_Referring expression pointing data_
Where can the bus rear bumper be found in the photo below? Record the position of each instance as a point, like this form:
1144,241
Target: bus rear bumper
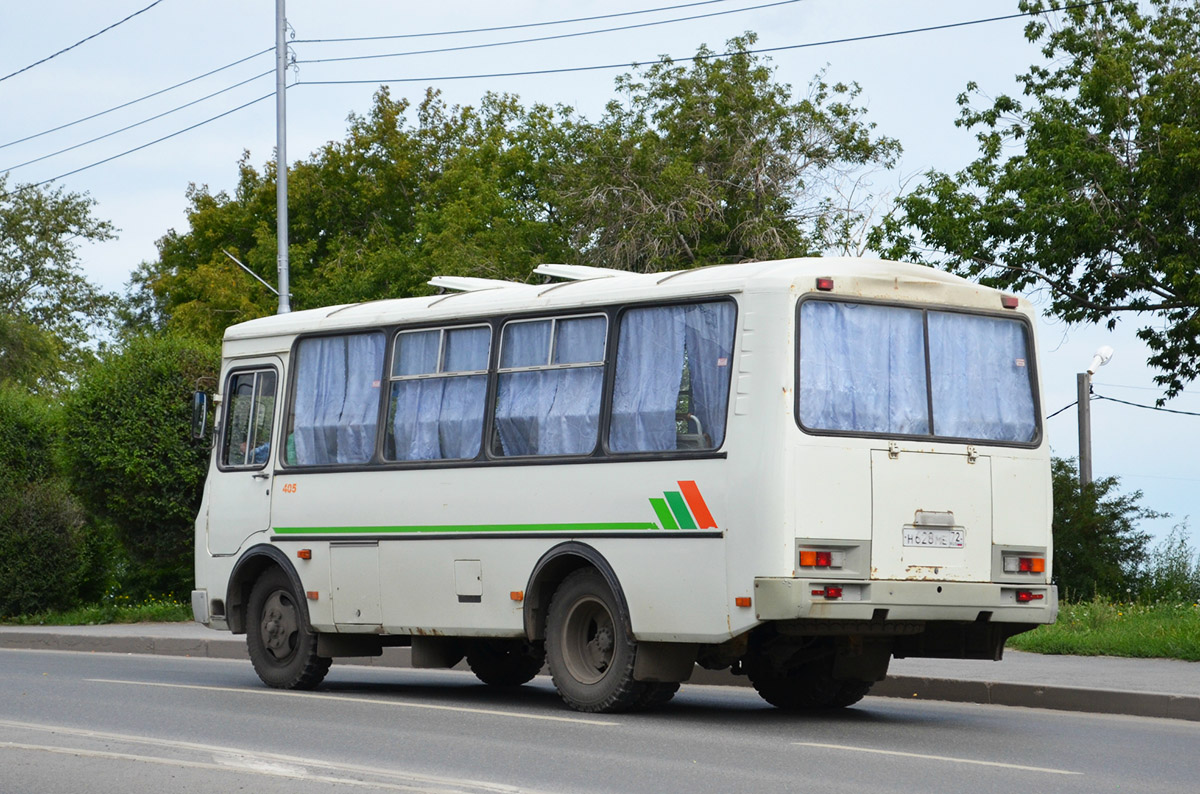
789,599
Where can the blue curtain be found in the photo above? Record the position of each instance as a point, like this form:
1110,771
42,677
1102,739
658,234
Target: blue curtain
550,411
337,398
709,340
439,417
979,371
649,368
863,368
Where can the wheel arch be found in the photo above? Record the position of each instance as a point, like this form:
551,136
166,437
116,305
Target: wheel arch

...

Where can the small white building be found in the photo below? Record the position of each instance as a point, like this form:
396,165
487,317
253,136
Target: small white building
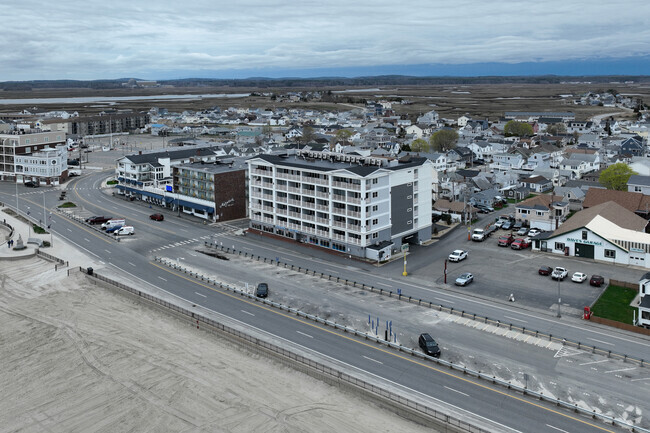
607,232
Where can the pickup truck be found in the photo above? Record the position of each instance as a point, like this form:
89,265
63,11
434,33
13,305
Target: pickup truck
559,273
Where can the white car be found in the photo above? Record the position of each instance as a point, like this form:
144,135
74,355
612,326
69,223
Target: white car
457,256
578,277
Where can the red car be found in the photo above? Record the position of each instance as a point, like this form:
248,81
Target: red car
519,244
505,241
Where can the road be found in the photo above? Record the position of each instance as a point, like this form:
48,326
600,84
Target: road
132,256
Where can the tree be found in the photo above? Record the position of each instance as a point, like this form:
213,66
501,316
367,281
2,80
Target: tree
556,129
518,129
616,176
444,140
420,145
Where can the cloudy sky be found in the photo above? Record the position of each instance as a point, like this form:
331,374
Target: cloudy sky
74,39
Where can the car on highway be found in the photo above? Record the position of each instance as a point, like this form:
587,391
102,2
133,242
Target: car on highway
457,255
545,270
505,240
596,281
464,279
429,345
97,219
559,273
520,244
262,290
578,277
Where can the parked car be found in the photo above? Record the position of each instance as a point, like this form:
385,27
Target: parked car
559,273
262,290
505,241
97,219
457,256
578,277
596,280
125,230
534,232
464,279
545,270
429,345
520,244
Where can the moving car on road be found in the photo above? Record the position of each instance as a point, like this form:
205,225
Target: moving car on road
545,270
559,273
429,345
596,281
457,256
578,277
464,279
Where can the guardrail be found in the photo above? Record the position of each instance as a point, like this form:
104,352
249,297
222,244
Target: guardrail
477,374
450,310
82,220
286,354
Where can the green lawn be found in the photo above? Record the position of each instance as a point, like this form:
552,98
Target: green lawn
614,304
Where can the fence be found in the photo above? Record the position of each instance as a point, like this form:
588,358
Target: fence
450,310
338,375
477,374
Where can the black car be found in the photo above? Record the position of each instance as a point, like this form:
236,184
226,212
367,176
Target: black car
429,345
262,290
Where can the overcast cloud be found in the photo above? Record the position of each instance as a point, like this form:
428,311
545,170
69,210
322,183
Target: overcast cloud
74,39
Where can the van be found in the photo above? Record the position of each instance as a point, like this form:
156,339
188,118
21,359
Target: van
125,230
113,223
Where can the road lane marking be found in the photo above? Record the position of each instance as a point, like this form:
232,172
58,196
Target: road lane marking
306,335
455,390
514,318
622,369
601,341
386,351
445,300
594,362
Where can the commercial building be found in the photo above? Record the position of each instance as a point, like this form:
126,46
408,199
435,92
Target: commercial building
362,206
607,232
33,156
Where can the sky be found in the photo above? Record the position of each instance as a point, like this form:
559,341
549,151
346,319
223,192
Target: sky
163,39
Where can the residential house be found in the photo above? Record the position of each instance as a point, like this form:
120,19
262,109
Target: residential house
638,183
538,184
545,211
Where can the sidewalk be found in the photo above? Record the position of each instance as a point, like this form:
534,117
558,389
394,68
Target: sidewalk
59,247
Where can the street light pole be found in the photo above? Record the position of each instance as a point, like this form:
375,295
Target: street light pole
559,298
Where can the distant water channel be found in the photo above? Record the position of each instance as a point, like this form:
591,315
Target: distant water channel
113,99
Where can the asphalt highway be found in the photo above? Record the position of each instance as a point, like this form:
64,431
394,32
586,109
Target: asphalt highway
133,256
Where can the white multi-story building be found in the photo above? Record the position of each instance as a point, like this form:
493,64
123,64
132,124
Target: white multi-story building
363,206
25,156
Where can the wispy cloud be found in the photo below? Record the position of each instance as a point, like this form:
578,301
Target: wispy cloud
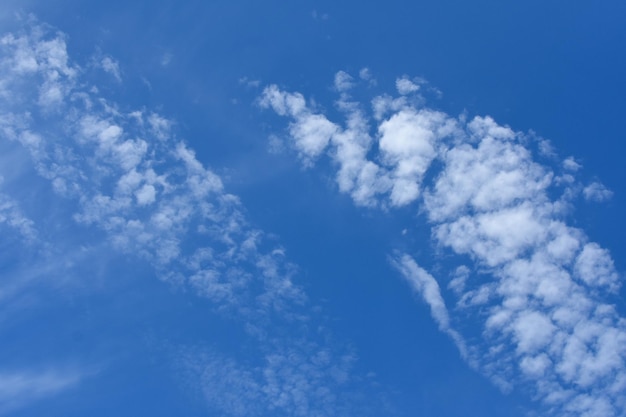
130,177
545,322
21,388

---

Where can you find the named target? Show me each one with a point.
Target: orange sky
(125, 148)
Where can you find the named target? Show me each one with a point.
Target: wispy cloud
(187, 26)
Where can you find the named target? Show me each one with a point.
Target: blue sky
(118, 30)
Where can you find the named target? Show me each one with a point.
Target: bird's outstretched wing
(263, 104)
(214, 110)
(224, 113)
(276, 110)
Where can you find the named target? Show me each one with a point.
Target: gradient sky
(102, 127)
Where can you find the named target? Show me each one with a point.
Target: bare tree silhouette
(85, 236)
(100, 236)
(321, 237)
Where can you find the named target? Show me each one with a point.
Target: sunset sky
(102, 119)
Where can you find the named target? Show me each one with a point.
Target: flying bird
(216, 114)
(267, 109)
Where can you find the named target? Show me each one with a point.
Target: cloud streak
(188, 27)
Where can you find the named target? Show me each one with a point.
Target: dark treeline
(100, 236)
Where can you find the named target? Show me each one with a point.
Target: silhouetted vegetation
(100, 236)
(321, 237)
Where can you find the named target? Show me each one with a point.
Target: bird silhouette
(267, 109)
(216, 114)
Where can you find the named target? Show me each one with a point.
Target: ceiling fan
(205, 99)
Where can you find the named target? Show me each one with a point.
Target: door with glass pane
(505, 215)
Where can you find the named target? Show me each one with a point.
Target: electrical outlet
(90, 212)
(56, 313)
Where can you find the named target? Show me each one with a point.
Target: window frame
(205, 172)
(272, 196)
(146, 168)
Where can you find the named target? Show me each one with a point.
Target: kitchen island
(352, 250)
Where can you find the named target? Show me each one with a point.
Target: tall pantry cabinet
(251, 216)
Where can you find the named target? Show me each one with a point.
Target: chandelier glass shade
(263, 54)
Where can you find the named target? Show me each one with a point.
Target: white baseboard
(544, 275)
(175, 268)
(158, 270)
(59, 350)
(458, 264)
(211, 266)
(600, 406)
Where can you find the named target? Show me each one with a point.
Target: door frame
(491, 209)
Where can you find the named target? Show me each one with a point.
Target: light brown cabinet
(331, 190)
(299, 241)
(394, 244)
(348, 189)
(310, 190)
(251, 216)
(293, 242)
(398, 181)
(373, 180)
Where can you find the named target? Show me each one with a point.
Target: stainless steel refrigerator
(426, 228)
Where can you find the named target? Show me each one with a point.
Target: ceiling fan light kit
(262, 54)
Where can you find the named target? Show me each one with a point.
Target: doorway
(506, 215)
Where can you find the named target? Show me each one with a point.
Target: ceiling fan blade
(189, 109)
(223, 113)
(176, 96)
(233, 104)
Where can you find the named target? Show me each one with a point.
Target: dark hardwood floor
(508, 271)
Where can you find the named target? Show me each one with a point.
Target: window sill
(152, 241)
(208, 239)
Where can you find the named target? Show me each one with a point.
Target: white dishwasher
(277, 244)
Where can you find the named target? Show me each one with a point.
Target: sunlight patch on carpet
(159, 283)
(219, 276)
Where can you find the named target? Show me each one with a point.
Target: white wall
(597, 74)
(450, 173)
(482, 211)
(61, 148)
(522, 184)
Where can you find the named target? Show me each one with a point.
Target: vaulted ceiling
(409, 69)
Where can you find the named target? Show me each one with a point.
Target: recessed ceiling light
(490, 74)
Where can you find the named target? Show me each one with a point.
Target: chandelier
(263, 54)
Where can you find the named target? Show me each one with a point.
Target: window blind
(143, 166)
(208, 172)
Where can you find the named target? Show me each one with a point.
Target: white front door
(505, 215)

_Problem details_
With the pictures left out, write out exactly the lines above from the one containing "Where can the bus" through the one containing "Target: wheel arch".

_Written answer_
Where can the bus rear bumper be found in the photo below? Record the position of each instance as a point, like this form:
1144,241
Target: bus rear bumper
789,599
Where can the blue curtain be found in the photo above? Record the position of each instance as a point, like this form:
1110,771
42,677
1102,739
658,234
Target: blue curtain
550,411
337,398
709,340
439,417
979,371
649,368
863,368
Where can the wheel arch be found in the photo above? Record the position of each instance as a point, like this form:
551,136
166,437
116,305
Target: wheel arch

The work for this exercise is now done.